Kaynak Belge.
10 yıl önce “Metal Fırtına”yla işçileri harekete geçiren, işte bu sömürü koşullarına duydukları öfke ve tepkiydi. Oldukça olumsuz koşullarda, tüm topluma dayatılan karanlık bir gericilik döneminde kendilerine bir umut ışığı aradılar. Yoğunlaşan sömürünün farkındaydılar. Her gün daha fazla üretirken, kapitalistlere her gün daha fazla kazandırırken, kendilerinin daha az kazanıyor olmaları kapitalistlerin üzerini örtemeyecekleri bir gerçeklikti. Ama bu sömürünün gerçek nedenlerini kavramak için, o sömürü çarkının nasıl ayakta tutulduğunu görebilmek için ve elbette o sömürü düzenini yıkıp geçebilmek için çok daha fazlası gerekiyordu.

Ama yine de metal işçisi için artık sabır taşı çatlamıştı…

“Metal Fırtına” nasıl başladı? Neler yaşandı?

“Metal Fırtına”da ilk kıvılcım 2015 yılının Nisan ayında Renault’ta çakıldı. Bu kıvılcımı tetikleyen ise Bosch işyerinde metal kapitalistlerinin örgütü MESS ile Türk Metal çetesi arasında imzalanan sözleşme oldu.

Veriler.
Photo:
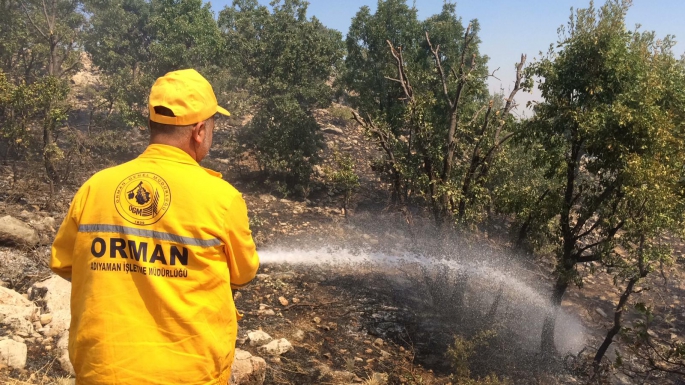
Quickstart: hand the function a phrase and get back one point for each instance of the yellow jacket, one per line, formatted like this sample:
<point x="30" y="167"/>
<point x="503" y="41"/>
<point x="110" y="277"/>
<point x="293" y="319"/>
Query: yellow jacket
<point x="152" y="248"/>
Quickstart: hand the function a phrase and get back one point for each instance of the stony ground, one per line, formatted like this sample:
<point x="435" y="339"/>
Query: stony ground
<point x="332" y="284"/>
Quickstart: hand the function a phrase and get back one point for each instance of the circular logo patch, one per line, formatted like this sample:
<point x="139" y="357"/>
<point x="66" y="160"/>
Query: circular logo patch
<point x="142" y="198"/>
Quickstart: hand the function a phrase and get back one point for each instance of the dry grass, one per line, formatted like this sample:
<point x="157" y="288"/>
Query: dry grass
<point x="40" y="377"/>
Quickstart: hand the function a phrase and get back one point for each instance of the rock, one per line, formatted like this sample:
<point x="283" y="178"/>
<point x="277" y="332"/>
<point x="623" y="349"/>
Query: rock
<point x="45" y="319"/>
<point x="13" y="353"/>
<point x="44" y="225"/>
<point x="318" y="171"/>
<point x="247" y="369"/>
<point x="56" y="294"/>
<point x="268" y="312"/>
<point x="332" y="130"/>
<point x="16" y="311"/>
<point x="299" y="335"/>
<point x="276" y="347"/>
<point x="63" y="356"/>
<point x="14" y="232"/>
<point x="379" y="378"/>
<point x="259" y="338"/>
<point x="601" y="312"/>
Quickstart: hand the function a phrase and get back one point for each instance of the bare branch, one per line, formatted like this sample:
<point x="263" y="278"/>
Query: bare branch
<point x="438" y="66"/>
<point x="397" y="54"/>
<point x="28" y="15"/>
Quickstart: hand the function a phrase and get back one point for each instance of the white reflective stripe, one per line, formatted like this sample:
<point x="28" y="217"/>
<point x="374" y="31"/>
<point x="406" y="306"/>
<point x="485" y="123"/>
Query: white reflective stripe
<point x="101" y="228"/>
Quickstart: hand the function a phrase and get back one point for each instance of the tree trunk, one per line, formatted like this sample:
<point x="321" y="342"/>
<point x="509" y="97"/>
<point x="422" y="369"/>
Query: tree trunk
<point x="547" y="339"/>
<point x="617" y="322"/>
<point x="48" y="147"/>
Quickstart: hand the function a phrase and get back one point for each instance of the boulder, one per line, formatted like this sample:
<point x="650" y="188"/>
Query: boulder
<point x="55" y="293"/>
<point x="247" y="369"/>
<point x="13" y="353"/>
<point x="14" y="232"/>
<point x="276" y="347"/>
<point x="258" y="338"/>
<point x="16" y="311"/>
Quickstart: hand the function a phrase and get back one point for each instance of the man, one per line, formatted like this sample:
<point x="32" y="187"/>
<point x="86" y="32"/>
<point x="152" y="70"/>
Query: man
<point x="152" y="248"/>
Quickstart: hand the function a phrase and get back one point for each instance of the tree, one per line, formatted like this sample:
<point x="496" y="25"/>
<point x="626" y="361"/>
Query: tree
<point x="40" y="50"/>
<point x="609" y="111"/>
<point x="133" y="42"/>
<point x="118" y="38"/>
<point x="284" y="60"/>
<point x="431" y="113"/>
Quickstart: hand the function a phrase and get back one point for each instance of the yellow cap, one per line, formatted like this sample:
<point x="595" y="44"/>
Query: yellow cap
<point x="188" y="96"/>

İstenen Görev A.
Metal Fırtına hakkındaki metne göre ilk kıvılcım hangi ay ve yılda, hangi işyerinde çakıldı?
İstenen Görev B.
Metal Fırtına hakkındaki metinden "Ama yine de" sözcüklerinin bulunduğu yerden başlayıp "imzalanan sözleşme oldu." sözcüklerinden sonra biten bölümü yeniden yaz ve "metal işçisi" yerine "metal işçileri" koy.
Veriler başka bir kaynaktan alınmıştır.

Alıştırma Çözümü A.
2015 yılının Nisan ayında Renault'ta çakıldı.

Alıştırma Çözümü B.
Ama yine de metal işçileri için artık sabır taşı çatlamıştı…

“Metal Fırtına” nasıl başladı? Neler yaşandı?

“Metal Fırtına”da ilk kıvılcım 2015 yılının Nisan ayında Renault’ta çakıldı. Bu kıvılcımı tetikleyen ise Bosch işyerinde metal kapitalistlerinin örgütü MESS ile Türk Metal çetesi arasında imzalanan sözleşme oldu.